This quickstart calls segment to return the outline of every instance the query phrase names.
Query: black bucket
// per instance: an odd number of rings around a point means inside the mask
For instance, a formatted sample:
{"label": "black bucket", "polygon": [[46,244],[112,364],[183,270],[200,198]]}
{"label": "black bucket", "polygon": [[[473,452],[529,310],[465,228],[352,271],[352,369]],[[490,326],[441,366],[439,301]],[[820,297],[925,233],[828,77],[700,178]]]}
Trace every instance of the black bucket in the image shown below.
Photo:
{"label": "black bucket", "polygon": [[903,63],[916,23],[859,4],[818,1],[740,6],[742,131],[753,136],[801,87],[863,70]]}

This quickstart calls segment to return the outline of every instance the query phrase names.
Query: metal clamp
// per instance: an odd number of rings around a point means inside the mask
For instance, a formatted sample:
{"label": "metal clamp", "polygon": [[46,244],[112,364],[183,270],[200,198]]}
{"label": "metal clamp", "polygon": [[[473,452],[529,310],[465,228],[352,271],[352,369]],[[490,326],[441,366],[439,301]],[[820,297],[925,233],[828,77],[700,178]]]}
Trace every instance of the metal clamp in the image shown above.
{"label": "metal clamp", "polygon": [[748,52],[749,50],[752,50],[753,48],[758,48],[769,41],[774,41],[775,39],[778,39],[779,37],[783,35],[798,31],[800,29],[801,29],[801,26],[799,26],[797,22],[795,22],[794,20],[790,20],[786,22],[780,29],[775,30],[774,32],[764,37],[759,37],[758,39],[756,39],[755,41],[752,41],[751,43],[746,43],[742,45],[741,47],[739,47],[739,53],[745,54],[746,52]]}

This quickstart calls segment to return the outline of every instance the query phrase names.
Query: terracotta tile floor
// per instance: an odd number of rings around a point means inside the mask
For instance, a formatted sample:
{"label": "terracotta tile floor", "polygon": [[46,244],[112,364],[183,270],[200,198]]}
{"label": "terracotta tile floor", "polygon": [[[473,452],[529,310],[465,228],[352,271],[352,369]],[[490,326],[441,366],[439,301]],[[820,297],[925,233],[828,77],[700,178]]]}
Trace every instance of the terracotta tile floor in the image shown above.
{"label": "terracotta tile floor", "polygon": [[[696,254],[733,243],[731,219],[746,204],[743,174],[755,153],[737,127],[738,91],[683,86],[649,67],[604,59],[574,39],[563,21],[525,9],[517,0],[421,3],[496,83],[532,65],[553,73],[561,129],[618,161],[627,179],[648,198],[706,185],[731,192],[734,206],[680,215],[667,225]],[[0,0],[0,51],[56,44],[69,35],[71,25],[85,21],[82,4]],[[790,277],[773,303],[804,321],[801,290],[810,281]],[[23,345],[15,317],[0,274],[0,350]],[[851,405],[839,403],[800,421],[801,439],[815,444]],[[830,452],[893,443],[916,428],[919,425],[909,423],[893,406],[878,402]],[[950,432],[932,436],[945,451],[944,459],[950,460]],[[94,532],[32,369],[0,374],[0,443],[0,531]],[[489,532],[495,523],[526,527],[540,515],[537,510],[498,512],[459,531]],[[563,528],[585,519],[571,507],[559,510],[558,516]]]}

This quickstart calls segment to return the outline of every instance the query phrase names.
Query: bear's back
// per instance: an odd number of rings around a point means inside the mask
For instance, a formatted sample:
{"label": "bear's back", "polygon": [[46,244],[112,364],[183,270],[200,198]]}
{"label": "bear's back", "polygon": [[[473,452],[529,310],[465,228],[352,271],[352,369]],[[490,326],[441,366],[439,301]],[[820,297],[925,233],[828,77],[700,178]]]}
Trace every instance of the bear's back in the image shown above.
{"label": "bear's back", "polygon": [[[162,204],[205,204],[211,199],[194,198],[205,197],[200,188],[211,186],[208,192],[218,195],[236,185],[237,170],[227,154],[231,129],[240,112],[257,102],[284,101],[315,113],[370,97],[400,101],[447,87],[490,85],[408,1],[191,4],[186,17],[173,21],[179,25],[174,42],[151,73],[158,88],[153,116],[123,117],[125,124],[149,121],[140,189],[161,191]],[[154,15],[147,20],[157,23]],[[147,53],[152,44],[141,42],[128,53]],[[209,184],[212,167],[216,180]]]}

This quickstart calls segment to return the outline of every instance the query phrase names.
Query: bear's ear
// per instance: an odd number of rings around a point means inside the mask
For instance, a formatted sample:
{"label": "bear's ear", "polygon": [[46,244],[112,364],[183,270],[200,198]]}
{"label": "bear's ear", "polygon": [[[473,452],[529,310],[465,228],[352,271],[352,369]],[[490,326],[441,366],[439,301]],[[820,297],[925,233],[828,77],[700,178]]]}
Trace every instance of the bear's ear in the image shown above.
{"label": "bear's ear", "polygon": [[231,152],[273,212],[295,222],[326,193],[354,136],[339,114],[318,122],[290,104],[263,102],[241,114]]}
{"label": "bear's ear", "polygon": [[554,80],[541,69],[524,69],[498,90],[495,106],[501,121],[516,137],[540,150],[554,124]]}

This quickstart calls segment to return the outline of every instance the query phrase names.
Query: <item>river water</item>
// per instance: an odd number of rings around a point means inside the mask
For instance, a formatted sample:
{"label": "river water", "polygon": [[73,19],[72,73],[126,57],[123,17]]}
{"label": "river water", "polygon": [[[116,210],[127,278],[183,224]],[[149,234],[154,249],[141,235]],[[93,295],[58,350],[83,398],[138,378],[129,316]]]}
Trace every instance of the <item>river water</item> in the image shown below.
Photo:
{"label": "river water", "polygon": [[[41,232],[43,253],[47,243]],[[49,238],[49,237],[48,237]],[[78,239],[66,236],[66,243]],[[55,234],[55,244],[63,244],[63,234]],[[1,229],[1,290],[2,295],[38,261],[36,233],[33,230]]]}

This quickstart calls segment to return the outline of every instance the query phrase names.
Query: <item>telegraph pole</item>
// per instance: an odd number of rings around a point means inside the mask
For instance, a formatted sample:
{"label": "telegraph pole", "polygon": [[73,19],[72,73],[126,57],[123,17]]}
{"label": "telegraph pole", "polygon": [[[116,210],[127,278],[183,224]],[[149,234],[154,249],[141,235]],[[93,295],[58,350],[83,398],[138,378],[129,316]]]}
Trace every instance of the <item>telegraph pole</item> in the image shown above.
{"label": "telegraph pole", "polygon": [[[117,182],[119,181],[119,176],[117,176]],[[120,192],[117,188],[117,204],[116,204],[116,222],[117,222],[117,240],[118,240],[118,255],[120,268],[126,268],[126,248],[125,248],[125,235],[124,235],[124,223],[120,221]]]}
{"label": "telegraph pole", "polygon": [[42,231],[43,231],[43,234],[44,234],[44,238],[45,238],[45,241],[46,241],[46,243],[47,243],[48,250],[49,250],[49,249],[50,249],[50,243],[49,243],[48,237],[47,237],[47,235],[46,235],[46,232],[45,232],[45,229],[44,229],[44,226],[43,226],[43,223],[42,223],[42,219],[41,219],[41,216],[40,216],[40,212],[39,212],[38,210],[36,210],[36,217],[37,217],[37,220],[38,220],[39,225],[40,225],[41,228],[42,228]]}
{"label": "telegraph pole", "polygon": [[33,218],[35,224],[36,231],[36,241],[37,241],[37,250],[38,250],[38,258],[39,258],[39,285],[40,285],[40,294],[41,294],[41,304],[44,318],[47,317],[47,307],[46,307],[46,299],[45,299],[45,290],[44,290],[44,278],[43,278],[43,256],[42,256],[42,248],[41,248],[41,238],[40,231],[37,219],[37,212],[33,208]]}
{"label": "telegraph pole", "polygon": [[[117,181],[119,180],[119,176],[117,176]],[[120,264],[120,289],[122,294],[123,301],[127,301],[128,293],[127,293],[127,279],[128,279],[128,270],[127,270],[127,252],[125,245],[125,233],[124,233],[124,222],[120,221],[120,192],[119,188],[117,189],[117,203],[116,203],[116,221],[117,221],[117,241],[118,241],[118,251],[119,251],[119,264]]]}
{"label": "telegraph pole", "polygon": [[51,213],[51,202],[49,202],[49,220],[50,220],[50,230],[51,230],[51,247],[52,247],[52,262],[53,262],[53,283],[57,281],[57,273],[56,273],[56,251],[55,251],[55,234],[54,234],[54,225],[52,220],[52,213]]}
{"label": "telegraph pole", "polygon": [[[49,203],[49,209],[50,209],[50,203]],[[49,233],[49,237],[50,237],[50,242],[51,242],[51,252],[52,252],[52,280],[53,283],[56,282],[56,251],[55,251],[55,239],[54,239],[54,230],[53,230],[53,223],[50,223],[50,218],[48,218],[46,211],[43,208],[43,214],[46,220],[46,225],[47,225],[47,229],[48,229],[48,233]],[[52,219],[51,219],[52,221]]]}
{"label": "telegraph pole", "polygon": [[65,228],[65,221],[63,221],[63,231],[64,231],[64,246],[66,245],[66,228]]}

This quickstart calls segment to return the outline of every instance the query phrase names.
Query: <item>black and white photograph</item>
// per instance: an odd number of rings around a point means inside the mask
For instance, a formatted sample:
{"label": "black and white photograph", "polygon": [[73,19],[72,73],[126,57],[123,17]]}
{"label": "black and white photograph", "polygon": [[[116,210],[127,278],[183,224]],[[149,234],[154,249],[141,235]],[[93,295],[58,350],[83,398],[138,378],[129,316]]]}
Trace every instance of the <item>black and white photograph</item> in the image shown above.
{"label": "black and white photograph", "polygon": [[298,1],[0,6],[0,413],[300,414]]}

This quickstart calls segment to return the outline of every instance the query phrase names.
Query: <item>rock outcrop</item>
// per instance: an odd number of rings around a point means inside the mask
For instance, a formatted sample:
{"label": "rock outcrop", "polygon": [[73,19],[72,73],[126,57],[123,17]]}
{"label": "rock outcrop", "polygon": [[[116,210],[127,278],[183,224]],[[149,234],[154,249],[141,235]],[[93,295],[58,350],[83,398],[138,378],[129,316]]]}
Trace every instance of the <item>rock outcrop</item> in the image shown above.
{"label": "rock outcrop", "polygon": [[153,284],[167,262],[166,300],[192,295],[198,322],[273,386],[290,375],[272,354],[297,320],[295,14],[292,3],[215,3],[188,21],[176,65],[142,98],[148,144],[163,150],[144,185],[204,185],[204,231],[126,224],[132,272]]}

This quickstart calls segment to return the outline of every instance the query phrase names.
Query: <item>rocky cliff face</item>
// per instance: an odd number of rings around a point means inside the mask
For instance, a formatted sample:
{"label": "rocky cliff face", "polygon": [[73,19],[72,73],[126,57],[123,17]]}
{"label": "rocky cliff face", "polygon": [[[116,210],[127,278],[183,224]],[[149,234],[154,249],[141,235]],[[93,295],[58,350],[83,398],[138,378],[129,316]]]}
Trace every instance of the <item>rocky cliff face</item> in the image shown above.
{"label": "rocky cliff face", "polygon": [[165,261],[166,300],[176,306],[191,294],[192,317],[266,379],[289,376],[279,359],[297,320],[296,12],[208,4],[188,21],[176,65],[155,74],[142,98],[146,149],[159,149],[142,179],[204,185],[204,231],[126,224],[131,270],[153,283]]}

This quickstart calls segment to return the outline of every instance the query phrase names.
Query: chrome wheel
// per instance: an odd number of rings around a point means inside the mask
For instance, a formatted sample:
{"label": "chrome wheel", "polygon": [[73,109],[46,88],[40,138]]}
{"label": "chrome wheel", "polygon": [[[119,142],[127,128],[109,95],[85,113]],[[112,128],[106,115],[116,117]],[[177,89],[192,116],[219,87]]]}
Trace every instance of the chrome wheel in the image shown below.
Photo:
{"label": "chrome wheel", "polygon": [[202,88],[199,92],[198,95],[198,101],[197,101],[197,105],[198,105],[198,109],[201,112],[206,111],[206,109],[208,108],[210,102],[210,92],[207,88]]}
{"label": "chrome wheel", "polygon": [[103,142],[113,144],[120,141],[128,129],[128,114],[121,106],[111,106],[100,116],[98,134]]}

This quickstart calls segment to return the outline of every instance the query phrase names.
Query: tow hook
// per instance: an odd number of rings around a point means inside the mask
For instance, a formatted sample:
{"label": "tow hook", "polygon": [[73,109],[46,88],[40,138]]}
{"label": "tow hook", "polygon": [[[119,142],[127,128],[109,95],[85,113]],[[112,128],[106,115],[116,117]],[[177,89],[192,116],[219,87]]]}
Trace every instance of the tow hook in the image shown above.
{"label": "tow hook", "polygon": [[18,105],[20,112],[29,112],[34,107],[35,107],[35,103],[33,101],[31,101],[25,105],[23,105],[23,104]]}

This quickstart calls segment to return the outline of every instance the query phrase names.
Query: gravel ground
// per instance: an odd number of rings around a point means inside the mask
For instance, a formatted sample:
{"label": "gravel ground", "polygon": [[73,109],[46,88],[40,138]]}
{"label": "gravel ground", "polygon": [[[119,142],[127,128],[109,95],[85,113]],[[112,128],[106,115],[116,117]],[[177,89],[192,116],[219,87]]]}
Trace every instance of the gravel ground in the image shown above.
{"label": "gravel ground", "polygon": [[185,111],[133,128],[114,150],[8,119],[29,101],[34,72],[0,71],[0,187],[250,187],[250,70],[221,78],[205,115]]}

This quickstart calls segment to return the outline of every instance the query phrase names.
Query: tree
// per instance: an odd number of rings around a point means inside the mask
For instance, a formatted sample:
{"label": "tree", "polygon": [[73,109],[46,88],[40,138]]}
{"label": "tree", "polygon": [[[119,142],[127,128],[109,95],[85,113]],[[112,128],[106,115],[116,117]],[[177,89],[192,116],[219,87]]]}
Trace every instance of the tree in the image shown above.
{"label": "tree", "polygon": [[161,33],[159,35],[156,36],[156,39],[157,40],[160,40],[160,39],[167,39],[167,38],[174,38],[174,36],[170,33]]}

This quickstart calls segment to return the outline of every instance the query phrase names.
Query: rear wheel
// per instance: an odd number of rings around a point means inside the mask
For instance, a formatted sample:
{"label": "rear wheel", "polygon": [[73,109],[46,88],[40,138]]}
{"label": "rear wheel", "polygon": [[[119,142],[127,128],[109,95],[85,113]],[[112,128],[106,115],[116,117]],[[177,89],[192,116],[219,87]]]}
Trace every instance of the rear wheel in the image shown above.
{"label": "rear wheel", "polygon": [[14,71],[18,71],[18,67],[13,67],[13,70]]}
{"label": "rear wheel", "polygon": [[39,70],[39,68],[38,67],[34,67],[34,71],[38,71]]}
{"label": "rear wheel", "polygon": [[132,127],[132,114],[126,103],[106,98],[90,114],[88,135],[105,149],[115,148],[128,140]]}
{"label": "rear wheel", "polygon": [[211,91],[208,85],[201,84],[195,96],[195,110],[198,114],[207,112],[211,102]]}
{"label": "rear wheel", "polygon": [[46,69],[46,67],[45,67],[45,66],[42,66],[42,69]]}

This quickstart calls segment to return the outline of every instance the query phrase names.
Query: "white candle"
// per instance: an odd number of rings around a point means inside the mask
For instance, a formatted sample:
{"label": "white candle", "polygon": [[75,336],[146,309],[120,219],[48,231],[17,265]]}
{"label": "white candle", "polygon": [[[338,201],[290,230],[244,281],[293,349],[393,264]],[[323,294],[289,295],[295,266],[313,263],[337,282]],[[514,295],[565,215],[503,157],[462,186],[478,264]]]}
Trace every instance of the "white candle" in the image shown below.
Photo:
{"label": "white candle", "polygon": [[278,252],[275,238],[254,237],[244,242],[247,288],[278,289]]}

☆ ☆ ☆ ☆ ☆

*DIRECTIONS*: Please copy every line in the entries where "below" appears.

*COMPLETED EXERCISE*:
Trace every instance of the black bucket in the image shown below.
Trace every instance of the <item>river water</item> in the image shown below.
Trace every instance of the chrome wheel in the image shown below.
Trace every instance of the "white candle" in the image shown below.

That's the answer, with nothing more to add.